- Short task: Return the material below word for word, keeping every line unchanged and in its original order.

- The input:
"""
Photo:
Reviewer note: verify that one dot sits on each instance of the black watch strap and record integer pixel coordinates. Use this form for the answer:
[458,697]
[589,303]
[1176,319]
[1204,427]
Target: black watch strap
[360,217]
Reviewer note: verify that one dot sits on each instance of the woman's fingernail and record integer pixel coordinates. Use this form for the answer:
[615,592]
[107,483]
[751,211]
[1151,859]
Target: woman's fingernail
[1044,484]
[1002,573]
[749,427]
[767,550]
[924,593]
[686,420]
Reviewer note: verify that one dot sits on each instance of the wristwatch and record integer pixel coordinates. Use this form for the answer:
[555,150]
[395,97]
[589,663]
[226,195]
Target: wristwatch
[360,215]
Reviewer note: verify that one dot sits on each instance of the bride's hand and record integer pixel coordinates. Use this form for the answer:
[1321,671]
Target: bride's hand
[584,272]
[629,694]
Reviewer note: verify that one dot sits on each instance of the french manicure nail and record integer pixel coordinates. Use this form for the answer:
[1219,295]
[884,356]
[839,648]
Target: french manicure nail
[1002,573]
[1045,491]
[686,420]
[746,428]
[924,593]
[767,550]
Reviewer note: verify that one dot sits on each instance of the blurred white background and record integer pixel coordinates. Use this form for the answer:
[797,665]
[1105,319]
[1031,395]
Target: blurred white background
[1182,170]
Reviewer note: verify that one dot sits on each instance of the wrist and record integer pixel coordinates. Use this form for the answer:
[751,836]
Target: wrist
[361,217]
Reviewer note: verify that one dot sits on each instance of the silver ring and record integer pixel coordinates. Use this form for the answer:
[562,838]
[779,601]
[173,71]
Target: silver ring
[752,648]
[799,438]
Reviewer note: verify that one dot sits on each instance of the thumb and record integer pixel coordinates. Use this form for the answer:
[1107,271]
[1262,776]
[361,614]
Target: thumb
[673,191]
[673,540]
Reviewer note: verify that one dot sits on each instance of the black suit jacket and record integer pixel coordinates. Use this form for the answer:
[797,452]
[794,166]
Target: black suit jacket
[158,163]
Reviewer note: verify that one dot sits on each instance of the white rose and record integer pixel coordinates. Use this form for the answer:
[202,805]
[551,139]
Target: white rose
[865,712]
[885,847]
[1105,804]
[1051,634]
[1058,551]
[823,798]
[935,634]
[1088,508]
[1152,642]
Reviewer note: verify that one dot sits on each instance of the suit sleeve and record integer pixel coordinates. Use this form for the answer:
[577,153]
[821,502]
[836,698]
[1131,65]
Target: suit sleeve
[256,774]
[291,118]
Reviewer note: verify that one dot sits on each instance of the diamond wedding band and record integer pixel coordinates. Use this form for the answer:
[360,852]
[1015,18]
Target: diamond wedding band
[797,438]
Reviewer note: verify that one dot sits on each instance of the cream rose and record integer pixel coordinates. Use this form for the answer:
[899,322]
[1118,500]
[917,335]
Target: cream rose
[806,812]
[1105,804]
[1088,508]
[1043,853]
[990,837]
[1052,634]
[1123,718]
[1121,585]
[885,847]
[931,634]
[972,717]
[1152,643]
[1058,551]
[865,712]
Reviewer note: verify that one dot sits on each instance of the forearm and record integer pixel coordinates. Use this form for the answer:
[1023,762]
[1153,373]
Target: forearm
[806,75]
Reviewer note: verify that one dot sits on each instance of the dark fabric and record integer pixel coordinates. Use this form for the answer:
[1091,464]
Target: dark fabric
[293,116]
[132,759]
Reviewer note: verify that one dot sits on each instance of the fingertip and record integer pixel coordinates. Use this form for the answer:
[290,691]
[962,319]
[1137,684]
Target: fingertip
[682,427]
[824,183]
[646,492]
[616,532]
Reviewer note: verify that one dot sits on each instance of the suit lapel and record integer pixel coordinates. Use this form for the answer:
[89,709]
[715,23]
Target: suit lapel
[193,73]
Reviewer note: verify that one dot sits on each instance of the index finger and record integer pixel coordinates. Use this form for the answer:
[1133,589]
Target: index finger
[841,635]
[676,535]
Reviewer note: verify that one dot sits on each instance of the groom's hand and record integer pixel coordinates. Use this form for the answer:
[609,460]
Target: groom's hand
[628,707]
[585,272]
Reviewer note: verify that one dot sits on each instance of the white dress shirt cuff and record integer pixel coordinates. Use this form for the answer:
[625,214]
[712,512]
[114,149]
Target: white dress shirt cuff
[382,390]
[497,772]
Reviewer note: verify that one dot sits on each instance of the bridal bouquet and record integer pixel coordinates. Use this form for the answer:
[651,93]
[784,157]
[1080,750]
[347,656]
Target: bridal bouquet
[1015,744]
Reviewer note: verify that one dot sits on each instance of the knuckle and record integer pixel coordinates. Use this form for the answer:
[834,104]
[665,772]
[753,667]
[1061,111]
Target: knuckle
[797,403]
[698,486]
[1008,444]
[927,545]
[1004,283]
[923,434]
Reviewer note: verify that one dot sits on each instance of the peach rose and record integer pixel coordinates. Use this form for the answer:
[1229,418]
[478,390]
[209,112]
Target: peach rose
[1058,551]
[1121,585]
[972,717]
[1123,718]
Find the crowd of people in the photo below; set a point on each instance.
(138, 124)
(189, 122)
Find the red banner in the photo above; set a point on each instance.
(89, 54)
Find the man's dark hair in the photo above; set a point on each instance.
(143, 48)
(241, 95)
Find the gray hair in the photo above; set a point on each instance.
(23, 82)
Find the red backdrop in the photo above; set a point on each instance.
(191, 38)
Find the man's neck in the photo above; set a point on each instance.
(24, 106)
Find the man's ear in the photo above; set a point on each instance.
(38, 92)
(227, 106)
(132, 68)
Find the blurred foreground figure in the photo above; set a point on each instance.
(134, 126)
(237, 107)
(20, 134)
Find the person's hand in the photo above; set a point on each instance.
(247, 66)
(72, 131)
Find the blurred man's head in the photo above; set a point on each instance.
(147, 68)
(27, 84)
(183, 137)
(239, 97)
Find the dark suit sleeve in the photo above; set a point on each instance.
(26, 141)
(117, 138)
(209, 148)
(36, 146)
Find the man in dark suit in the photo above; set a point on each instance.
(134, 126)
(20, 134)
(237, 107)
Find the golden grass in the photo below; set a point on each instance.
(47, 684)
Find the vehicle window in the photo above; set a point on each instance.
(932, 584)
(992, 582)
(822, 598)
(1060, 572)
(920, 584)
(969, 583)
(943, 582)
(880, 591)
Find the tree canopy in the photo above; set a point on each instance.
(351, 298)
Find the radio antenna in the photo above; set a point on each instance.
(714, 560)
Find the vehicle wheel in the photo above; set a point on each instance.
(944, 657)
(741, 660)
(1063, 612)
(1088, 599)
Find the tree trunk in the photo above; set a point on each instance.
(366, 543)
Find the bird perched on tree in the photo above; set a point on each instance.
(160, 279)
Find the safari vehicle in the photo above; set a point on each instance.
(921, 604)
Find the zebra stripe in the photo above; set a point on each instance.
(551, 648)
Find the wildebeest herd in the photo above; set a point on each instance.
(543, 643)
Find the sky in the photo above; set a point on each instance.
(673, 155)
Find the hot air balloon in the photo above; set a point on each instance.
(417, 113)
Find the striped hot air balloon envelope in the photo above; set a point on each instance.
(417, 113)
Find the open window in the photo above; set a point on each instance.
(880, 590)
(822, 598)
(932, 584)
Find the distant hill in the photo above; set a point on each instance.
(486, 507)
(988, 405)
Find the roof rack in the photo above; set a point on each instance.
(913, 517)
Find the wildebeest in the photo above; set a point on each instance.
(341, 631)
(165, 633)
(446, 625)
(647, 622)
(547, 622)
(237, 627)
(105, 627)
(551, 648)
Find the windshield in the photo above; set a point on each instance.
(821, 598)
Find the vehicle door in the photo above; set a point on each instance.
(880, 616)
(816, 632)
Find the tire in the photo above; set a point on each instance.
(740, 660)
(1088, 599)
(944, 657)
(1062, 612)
"""
- Output:
Photo:
Reviewer note: verify that one dot sits on each instance of the black watch strap and record integer pixel coordinates. Use this form for the answer:
[458,697]
[589,303]
[1176,319]
[1204,427]
Target: black watch strap
[360,217]
Reviewer note: verify that one dot sits on each instance of the woman's fingernail and record integer pixel coordinates. Use this form for the answer:
[615,592]
[107,483]
[751,211]
[1151,859]
Target: woman's fingernail
[1044,484]
[1002,573]
[749,427]
[767,550]
[924,593]
[686,420]
Reviewer note: verify that one dot sits on each instance of the wristwatch and record integer pixel coordinates. Use this form for the answer:
[555,150]
[395,97]
[589,663]
[226,195]
Target: wristwatch
[360,215]
Reviewer note: verify that one dot sits on each instance of the bride's hand and record integer pixel coordinates. Use this form for the answer:
[1321,671]
Target: bride's hand
[584,272]
[629,694]
Reviewer note: verify that one dot sits on each instance of the french manicure nail and record integer pixel coordinates. Use this form for the answer:
[1219,295]
[884,356]
[839,648]
Target: french manicure nail
[1002,573]
[1045,491]
[686,420]
[746,428]
[924,593]
[767,550]
Reviewer note: verify that one dot sits on each instance of the blurred white background and record integer pixel coordinates. Use this form for the answer:
[797,665]
[1105,319]
[1031,395]
Target: blurred white background
[1182,170]
Reviewer note: verify that one dot sits on each instance of the wrist and record integer pixel coordinates. Use this form for the answer:
[751,836]
Target: wrist
[361,217]
Reviewer note: verify that one dot sits on each instance of the silver ring and record integer pixel coordinates. Use this form for the answer:
[562,838]
[779,601]
[173,71]
Target: silver ring
[752,648]
[799,438]
Reviewer note: verify that one dot sits on each instance of the thumb and record integer pixel coordinates. Use this form for the answer:
[1107,271]
[1262,776]
[361,614]
Target: thumb
[673,191]
[673,540]
Reviewer note: verify that one dot sits on each instance of the black suit jacket and record integer pixel coordinates. Use this form for the answer:
[797,452]
[794,166]
Target: black suit jacket
[158,163]
Reviewer note: verify that one dot sits on each instance of the white rose and record integer pixel coordinates. Use this form for the answer:
[202,805]
[551,139]
Target: white rose
[865,712]
[885,847]
[1105,804]
[1051,634]
[1058,551]
[823,798]
[935,634]
[1088,508]
[1152,642]
Reviewer note: verify that one dot sits on each instance of the suit sleeve and record integer pixel coordinates. Use this form for the answer:
[577,153]
[821,502]
[836,698]
[1131,65]
Target: suit sleeve
[256,774]
[291,118]
Reviewer note: verify that one dot sits on each instance of the diamond wedding band and record integer pixel coordinates. Use this form for the answer:
[360,852]
[1015,18]
Target: diamond wedding band
[797,438]
Reviewer note: verify that one dot sits on each instance of the cream rose and record integer pixel coordinates. Use this form for the answer:
[899,322]
[1118,500]
[917,335]
Target: cream rose
[806,812]
[1105,804]
[1088,508]
[1043,853]
[990,837]
[1052,634]
[1123,718]
[1121,585]
[885,847]
[931,634]
[972,717]
[1152,643]
[1058,551]
[865,712]
Reviewer note: verify that one dot sits on each instance of the forearm and record integer pixel coordinates. Use this form for the answer:
[1023,762]
[1153,373]
Target: forearm
[806,75]
Reviewer note: verify that one dot sits on each instance of the dark fabric and record integer pixel coordinates. Use this form for the answer:
[1091,464]
Target: dark fabric
[293,116]
[132,759]
Reviewer note: verify that one dot sits on each instance of the fingertip and record integer pixel coordinates. Use this form for the answer:
[290,691]
[962,319]
[1137,684]
Target: fingertip
[682,427]
[824,183]
[646,492]
[616,532]
Reviewer note: verify that one dot sits on each instance of the suit lapel and record integer pixel coordinates. Use this form for the answer:
[89,709]
[715,23]
Target: suit lapel
[193,73]
Reviewer note: verify that one dot sits on each instance of the index finger and record integer pixel coordinates. Use this form for the answer:
[1133,589]
Target: index finger
[841,635]
[676,535]
Reviewer note: verify that one dot sits on each instance of the groom's hand and record integer pixel coordinates. Use this form for the answer:
[609,460]
Target: groom's hand
[628,707]
[585,272]
Reviewer note: verify that one dot sits on each instance of the white dress shirt cuff and record integer pixel coordinates. Use this form for the answer:
[625,214]
[712,512]
[114,149]
Target: white dress shirt cuff
[382,390]
[497,772]
Reviewer note: verify that one dot sits on each instance of the bridal bouquet and record integer pixel coordinates. Use this form for the answer:
[651,93]
[784,157]
[1080,750]
[347,656]
Target: bridal bouquet
[1015,744]
Reviewer note: verify that one dot sits on each instance of the knuckle and record integer pixel coordinates. Use this form for the answer:
[834,104]
[665,772]
[753,667]
[1061,111]
Target: knuckle
[797,403]
[698,486]
[1008,444]
[927,545]
[1004,283]
[923,434]
Reviewer note: verify that one dot sits on each instance of the peach rose and record integer pixel coordinates. Use this form for the answer:
[1229,418]
[478,390]
[209,112]
Target: peach rose
[1058,551]
[1121,585]
[972,717]
[1123,718]
Find the crowd of people in the photo below; set a point on each instance.
(138, 124)
(189, 122)
Find the red banner in the photo above; set a point on each instance.
(89, 54)
Find the man's dark hair in the photo above; set a point on each instance.
(143, 48)
(241, 95)
Find the gray hair in the photo above; set a point on each instance.
(23, 82)
Find the red backdrop in the photo above; set a point on each instance.
(191, 38)
Find the man's neck in the photo above; set a point on each instance.
(24, 106)
Find the man's ear in the photo above; set a point on each instance.
(38, 92)
(227, 106)
(132, 68)
Find the blurred foreground figure in the photo above; set a point on each instance.
(134, 126)
(237, 107)
(20, 134)
Find the person's hand in the photo above; set a point on each instance.
(247, 66)
(72, 131)
Find the blurred man's head in the photo above; set a point on each instance.
(147, 68)
(27, 84)
(183, 137)
(239, 97)
Find the dark suit sleeve in the photo above; set a point on each instance.
(26, 141)
(117, 138)
(209, 148)
(36, 146)
Find the man in dark suit in the photo above; set a point on each instance.
(134, 126)
(20, 134)
(237, 107)
Find the golden grass in the photo below; set a point on each instance.
(47, 684)
Find the vehicle window in the photo above; set a point on each instance.
(932, 584)
(992, 582)
(822, 598)
(1060, 572)
(920, 584)
(969, 583)
(943, 582)
(880, 591)
Find the tree canopy in the photo above; set a point on each instance.
(351, 298)
Find the radio antenna in the photo above; set a point on each instance.
(714, 560)
Find the vehicle wheel in the photo above; set a point on each instance.
(944, 657)
(741, 660)
(1063, 612)
(1088, 599)
Find the tree trunk in the photo above; set a point on each instance.
(366, 543)
Find the bird perched on tree in the photo above; set a point on each instance.
(160, 279)
Find the safari vehicle in the photo above; set a point on each instance.
(921, 604)
Find the zebra stripe in the photo above; set a point on each instance.
(551, 648)
Find the wildebeest herd in the photo above; set a point on each instance.
(543, 643)
Find the sky in the photo above; set a point on each instance.
(673, 155)
Find the hot air balloon in the photo above; set a point on each instance.
(417, 113)
Find the striped hot air balloon envelope in the photo above; set a point on each instance.
(417, 113)
Find the open window in the photo above; set a point on each instance.
(880, 590)
(822, 598)
(932, 584)
Find the distant hill in the photo above; set a point on each instance.
(486, 507)
(988, 405)
Find the roof rack in the photo above; set a point on each instance.
(913, 517)
Find the wildebeest in the photo above; set a point on each instance.
(341, 631)
(165, 633)
(446, 625)
(647, 622)
(547, 622)
(237, 627)
(105, 627)
(551, 648)
Find the windshield in the photo above; set a point on each instance.
(821, 598)
Find the vehicle door in the photo above; set a point on each instance.
(880, 616)
(816, 632)
Find the tire in the photo above; set a point on each instance.
(740, 660)
(1088, 599)
(944, 657)
(1062, 612)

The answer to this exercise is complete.